Conclusions & Questions
1) Function calls (P::F(...)) sped up 15% from _03 -> _57, then settled
back to 4% when looking at _03 -> _58.
2) my $self = shift @_ ; slowed down enough in _58 to overcome the gains
in function call speed (compare P::m(...) results to P::f(...)). Method
calls are no faster overall (including $self shift overhead) in _61 than
in _03
3) Wonder why P->f(...) slowed down 4%, while $o->f(...) sped up 4% in
_57 -> _58. The trend continued in _58 -> _61. $o->f(...) shines when
looking at _57 -> _61.
4) Wonder why P->m(...) and $o->m(...) didn't speed up more in _57 when
P->f(...) did. Probably too tired right now to see it.
5) Wonder why P->f(...) slowed down in _58, while $o->f(...) sped up.
I have no real explanation for your numbers, but I think I can
understand one aspect of the results.

» Set problem 1
Can you print the Perl benchmark notes from "4) Wonder why" to "while $o->f(...) sped up."?
» Set problem 2
Do these statements agree with the Perl benchmark notes? Answer yes or no for each and quote the words that decide it.
(a) Function calls sped up 15% from _03 to _57.
(b) Method calls are faster overall in _61 than in _03.
(c) $o->f(...) slowed down from _57 to _58.
» Set problem 3
Can you carry on the Perl benchmark notes from their final sentence?

» Recorded information
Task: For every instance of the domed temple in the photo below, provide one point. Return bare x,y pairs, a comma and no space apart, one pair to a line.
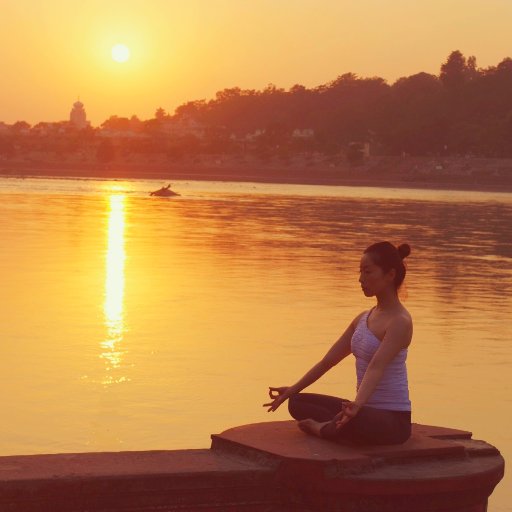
77,116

» Exercise response 1
4) Wonder why P->m(...) and $o->m(...) didn't speed up more in _57 when
P->f(...) did. Probably too tired right now to see it.
5) Wonder why P->f(...) slowed down in _58, while $o->f(...) sped up.

» Exercise response 2
(a) Yes: "Function calls (P::F(...)) sped up 15% from _03 -> _57"
(b) No: "Method calls are no faster overall (including $self shift overhead) in _61 than in _03"
(c) No: "$o->f(...) sped up 4% in _57 -> _58"

» Exercise response 3
5.005_58 introduced Chip's OP_METHOD_NAMED patch, which adds a
ck_method() check during compilation of every method call. If
we just naively go by the number of instructions in the code
path, this should slightly increase the compilation time, but
correspondingly result in reduced run time of P->foo(). So
some of the work that used to be done at run time is done at
compile time, but your benchmark compiles it once every time
through, while also calling the method only once. This would
result in no net advantage.
Migrated from rt.perl.org#1456 (status was 'resolved')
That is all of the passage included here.